• Problem description: Restate the data word for word and leave the images out.

#### Data entries

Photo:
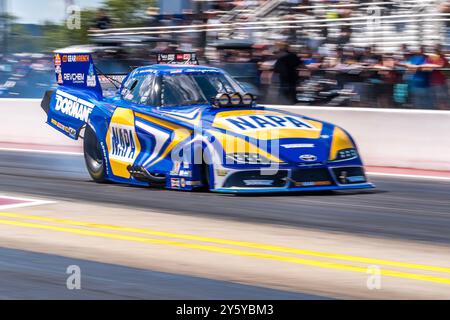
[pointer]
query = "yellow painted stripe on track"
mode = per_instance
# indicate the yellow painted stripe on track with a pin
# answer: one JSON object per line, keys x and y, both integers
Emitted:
{"x": 230, "y": 251}
{"x": 244, "y": 244}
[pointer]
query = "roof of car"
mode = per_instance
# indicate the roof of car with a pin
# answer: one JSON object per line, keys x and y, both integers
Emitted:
{"x": 176, "y": 68}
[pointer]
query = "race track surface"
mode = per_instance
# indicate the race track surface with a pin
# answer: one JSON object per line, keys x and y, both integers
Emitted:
{"x": 400, "y": 208}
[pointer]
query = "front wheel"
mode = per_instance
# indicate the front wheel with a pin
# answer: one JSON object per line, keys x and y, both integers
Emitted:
{"x": 93, "y": 156}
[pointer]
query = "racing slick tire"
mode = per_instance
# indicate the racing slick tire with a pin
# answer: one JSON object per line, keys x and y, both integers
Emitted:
{"x": 93, "y": 156}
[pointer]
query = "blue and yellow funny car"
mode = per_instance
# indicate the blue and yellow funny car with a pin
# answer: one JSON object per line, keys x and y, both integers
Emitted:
{"x": 183, "y": 126}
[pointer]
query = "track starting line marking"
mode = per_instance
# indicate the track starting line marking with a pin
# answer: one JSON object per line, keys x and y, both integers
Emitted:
{"x": 8, "y": 202}
{"x": 243, "y": 248}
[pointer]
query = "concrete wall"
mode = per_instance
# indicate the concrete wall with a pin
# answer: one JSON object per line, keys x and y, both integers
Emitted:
{"x": 23, "y": 121}
{"x": 386, "y": 137}
{"x": 392, "y": 137}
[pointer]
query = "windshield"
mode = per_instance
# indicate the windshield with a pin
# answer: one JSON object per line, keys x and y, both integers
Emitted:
{"x": 196, "y": 88}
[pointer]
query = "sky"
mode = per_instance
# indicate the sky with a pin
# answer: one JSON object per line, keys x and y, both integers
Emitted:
{"x": 38, "y": 11}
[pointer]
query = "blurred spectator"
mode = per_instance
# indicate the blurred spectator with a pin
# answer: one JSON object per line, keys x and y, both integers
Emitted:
{"x": 419, "y": 80}
{"x": 286, "y": 66}
{"x": 438, "y": 80}
{"x": 102, "y": 20}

########

• Response:
Photo:
[pointer]
query = "yellow painted stripe on track"
mode = per_instance
# indicate the yellow painted stripe on track with a pin
# answer: one JSON object per line, keys x and y, both integers
Emitted:
{"x": 230, "y": 251}
{"x": 244, "y": 244}
[pointer]
query = "roof of car"
mode = per_instance
# indicate the roof of car with a pin
# answer: one JSON object per line, keys x and y, both integers
Emitted:
{"x": 176, "y": 68}
[pointer]
query = "race track surface"
mode = per_instance
# indicate the race track surface with a pin
# answer: one JSON object per line, keys x and y, both integers
Emitted:
{"x": 400, "y": 208}
[pointer]
query = "front wheel"
mode = per_instance
# indicate the front wheel with a pin
# answer: one JSON object per line, keys x and y, both integers
Emitted:
{"x": 93, "y": 156}
[pointer]
query = "racing slick tire"
mode = per_instance
# indicate the racing slick tire with a pin
# answer: one JSON object per line, keys x and y, both integers
Emitted:
{"x": 93, "y": 156}
[pointer]
query = "blue and yellow funny car"
mode = per_instance
# indicate the blue and yellow funny car with a pin
# answer: one JSON object per line, keys x and y, both integers
Emitted:
{"x": 183, "y": 126}
[pointer]
query = "track starting line marking"
mode = per_instance
# indicate the track starting line marking with a pin
# answer: one JSON object per line, keys x and y, both integers
Emitted:
{"x": 8, "y": 202}
{"x": 243, "y": 248}
[pointer]
query = "concrete wall"
mode = per_instance
# indicate the concrete wall with a pin
# answer: one JSON object per line, keys x and y, both integers
Emitted:
{"x": 23, "y": 121}
{"x": 386, "y": 137}
{"x": 392, "y": 137}
[pointer]
query = "windshield"
mode = per_instance
# indicate the windshield with a pin
# answer: one JSON object per line, keys x and y, both integers
Emitted:
{"x": 196, "y": 88}
[pointer]
query = "sky"
mode = per_instance
# indicate the sky with a pin
# answer: one JSON object per line, keys x and y, both integers
Emitted:
{"x": 38, "y": 11}
[pointer]
query = "blurred spectator"
mode = per_instance
# indicate the blurred spectator with a pin
# answer: one JSON object per line, keys x and y, both integers
Emitted:
{"x": 419, "y": 80}
{"x": 286, "y": 66}
{"x": 438, "y": 80}
{"x": 102, "y": 20}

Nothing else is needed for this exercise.